Your assignment:
Your answer should be the entries, repeated exactly.
[Opening Entries supplied section]
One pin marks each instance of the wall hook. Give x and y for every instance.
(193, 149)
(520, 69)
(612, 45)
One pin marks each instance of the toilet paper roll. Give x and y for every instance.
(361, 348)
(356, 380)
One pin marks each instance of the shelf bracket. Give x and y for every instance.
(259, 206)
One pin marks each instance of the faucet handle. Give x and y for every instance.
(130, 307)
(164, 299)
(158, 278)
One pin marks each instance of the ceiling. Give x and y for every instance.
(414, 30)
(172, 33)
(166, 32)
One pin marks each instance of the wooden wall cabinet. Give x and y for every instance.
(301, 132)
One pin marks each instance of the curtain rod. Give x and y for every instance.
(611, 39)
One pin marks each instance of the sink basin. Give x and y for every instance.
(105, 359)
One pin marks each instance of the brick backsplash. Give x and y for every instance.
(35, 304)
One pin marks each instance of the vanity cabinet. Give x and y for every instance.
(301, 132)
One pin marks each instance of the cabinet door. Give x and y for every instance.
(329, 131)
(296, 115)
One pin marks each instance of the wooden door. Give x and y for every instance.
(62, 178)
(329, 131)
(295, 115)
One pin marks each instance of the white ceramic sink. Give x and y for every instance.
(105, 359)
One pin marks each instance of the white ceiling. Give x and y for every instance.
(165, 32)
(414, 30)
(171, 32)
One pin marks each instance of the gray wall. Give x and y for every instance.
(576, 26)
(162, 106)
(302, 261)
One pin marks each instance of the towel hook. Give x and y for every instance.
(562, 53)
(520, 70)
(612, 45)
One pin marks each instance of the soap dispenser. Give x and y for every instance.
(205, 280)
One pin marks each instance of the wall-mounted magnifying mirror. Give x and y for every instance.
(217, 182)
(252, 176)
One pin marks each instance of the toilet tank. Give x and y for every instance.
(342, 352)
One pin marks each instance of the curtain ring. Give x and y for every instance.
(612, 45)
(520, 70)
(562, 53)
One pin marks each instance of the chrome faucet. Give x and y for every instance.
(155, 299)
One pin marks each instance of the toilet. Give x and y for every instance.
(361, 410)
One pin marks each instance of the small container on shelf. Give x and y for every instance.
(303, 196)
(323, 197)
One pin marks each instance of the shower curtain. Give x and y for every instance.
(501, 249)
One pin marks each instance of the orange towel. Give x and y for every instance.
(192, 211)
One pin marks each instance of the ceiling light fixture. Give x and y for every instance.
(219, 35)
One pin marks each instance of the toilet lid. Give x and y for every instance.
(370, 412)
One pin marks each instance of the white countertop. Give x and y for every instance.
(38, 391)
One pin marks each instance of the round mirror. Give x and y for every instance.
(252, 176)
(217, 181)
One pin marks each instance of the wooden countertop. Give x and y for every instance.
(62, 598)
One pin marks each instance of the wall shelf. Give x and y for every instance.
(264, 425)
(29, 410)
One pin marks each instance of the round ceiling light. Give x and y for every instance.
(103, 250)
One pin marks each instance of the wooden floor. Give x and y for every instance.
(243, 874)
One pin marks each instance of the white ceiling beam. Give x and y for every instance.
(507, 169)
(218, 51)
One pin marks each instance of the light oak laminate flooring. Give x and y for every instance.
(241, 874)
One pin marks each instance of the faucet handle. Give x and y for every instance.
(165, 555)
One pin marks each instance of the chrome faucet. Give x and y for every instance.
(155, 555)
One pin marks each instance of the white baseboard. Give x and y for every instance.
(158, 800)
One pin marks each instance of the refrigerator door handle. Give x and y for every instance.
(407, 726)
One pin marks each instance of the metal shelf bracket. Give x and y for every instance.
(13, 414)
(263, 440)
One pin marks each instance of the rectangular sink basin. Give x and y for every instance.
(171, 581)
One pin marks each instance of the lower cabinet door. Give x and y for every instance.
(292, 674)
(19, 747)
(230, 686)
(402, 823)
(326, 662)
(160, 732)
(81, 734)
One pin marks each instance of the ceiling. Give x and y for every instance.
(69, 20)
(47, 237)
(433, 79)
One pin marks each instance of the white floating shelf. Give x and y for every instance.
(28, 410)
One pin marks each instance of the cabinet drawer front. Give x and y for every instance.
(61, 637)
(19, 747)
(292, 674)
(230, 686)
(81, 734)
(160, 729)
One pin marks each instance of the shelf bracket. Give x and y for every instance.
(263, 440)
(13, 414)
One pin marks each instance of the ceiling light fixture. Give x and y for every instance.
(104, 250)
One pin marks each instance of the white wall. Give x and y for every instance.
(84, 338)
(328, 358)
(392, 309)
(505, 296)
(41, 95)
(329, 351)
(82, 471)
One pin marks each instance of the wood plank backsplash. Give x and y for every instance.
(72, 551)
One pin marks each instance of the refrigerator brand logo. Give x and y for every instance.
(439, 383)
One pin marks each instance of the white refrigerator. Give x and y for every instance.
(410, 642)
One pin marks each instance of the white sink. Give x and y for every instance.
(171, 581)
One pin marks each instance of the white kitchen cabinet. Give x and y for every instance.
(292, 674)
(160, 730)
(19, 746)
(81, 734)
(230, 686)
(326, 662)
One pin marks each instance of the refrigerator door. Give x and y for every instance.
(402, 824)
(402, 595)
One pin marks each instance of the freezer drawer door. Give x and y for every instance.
[Closing Entries supplied section]
Solution:
One pin marks each instance of the wall hook. Give x and y for every instance.
(193, 149)
(520, 69)
(612, 45)
One pin marks each instance of the toilet paper roll. Give x and y for every instance.
(361, 348)
(356, 380)
One pin marks each instance of the shelf bracket. Give x and y for every instance.
(259, 206)
One pin marks each instance of the faucet handle. Give x and y for every instance.
(130, 307)
(164, 299)
(158, 278)
One pin marks each instance of the ceiling. Give x and y for every instance.
(414, 30)
(172, 33)
(166, 32)
One pin marks each instance of the wooden wall cabinet. Give x and y for every instance.
(301, 132)
One pin marks each instance of the curtain rod. Give x and y for every instance.
(611, 39)
One pin marks each instance of the sink basin. Give x and y for every instance.
(105, 359)
One pin marks each instance of the brick backsplash. Give x and y for every instance.
(35, 304)
One pin marks each instance of the vanity cabinet. Give x and y for every instance.
(301, 132)
One pin marks each instance of the cabinet door. Give x and y for every instance.
(329, 131)
(296, 115)
One pin marks each instance of the wooden door. Give x and y for every instance.
(62, 178)
(329, 131)
(295, 115)
One pin marks each instance of the white ceramic sink. Give x and y for every instance.
(105, 359)
One pin marks each instance of the white ceiling. Give x and y for every instance.
(165, 32)
(414, 30)
(171, 32)
One pin marks each instance of the gray wall. Give x and y for every instance.
(576, 26)
(162, 106)
(302, 261)
One pin marks each instance of the towel hook. Give x and y for every instance.
(562, 53)
(520, 70)
(612, 45)
One pin marks each instance of the soap dispenser. Give x and y for every instance.
(205, 280)
One pin marks each instance of the wall-mounted magnifying mirror. Give x and y for every instance.
(217, 182)
(252, 176)
One pin marks each instance of the toilet tank. Give x and y for every instance.
(342, 352)
One pin marks each instance of the curtain ring. Give x and y for every instance.
(612, 45)
(520, 70)
(562, 53)
One pin marks each instance of the chrome faucet. Give x and y for every instance.
(155, 299)
One pin marks each instance of the toilet. Give x and y for every instance.
(361, 410)
One pin marks each instance of the small container on shelf. Give x and y for every instance.
(303, 196)
(323, 197)
One pin marks each instance of the shower curtain. Give x and y for every instance.
(501, 249)
One pin marks each instance of the orange towel. Give x and y for every instance.
(192, 211)
One pin marks each instance of the ceiling light fixture. Give x and y for every instance.
(219, 35)
One pin marks each instance of the toilet lid. Give x and y for every instance.
(370, 412)
One pin marks each instance of the white countertop. Give x and y for every instance.
(38, 391)
One pin marks each instance of the round mirror. Give x and y for every instance.
(252, 176)
(217, 181)
One pin marks each instance of the wooden countertop. Give x and y for every instance.
(62, 598)
One pin marks each instance of the wall shelf. Give x and y for every instance.
(264, 425)
(29, 410)
One pin marks each instance of the round ceiling light. Give x and y for every instance.
(103, 250)
One pin marks each instance of the wooden floor. Give x and y for every instance.
(243, 874)
One pin marks each instance of the white ceiling beam. Give x and y for every instance.
(507, 169)
(218, 51)
One pin marks each instance of the light oak laminate flooring. Give x and y for every instance.
(241, 874)
One pin marks each instance of the faucet handle. Give x and y for every instance.
(165, 555)
One pin marks each instance of the chrome faucet. Give x and y for every instance.
(155, 555)
One pin marks each instance of the white baseboard. Give x and y for every instance.
(158, 800)
One pin marks each instance of the refrigerator door handle. Give x and y for every instance.
(407, 726)
One pin marks each instance of the metal shelf bracket. Give x and y for every instance.
(13, 414)
(263, 440)
One pin marks each instance of the rectangular sink basin. Give x and y for every instance.
(171, 581)
One pin marks each instance of the lower cabinet door. Give x and y for every instance.
(292, 674)
(19, 747)
(230, 686)
(402, 823)
(326, 662)
(160, 732)
(81, 734)
One pin marks each instance of the ceiling. Give x and y for every instance.
(69, 20)
(47, 237)
(433, 79)
One pin marks each instance of the white floating shelf. Give x and y for every instance.
(28, 410)
One pin marks each instance of the cabinet drawer front. Give x and y for every instance.
(61, 637)
(19, 747)
(292, 674)
(230, 686)
(81, 734)
(160, 729)
One pin marks each instance of the shelf bracket. Give x and y for every instance.
(263, 440)
(13, 414)
One pin marks each instance of the ceiling light fixture. Give x and y for every instance.
(104, 250)
One pin marks each instance of the white wall. Give x and y for every instance.
(84, 338)
(328, 358)
(392, 309)
(505, 296)
(41, 95)
(329, 351)
(82, 471)
One pin marks each instance of the wood plank backsplash. Give x and y for every instance.
(72, 551)
One pin marks each instance of the refrigerator brand logo. Give x and y for every instance.
(439, 383)
One pin marks each instance of the white refrigerator. Give x and y for every instance.
(410, 642)
One pin marks each instance of the white sink. Give x and y for every instance.
(171, 581)
One pin marks each instance of the white kitchen cabinet. Give x and y for every instance.
(292, 674)
(160, 730)
(19, 746)
(81, 734)
(230, 686)
(326, 662)
One pin marks each instance of the refrigerator door. Give x and y for every instance.
(402, 824)
(402, 595)
One pin marks each instance of the freezer drawer door. Give x and y for every instance.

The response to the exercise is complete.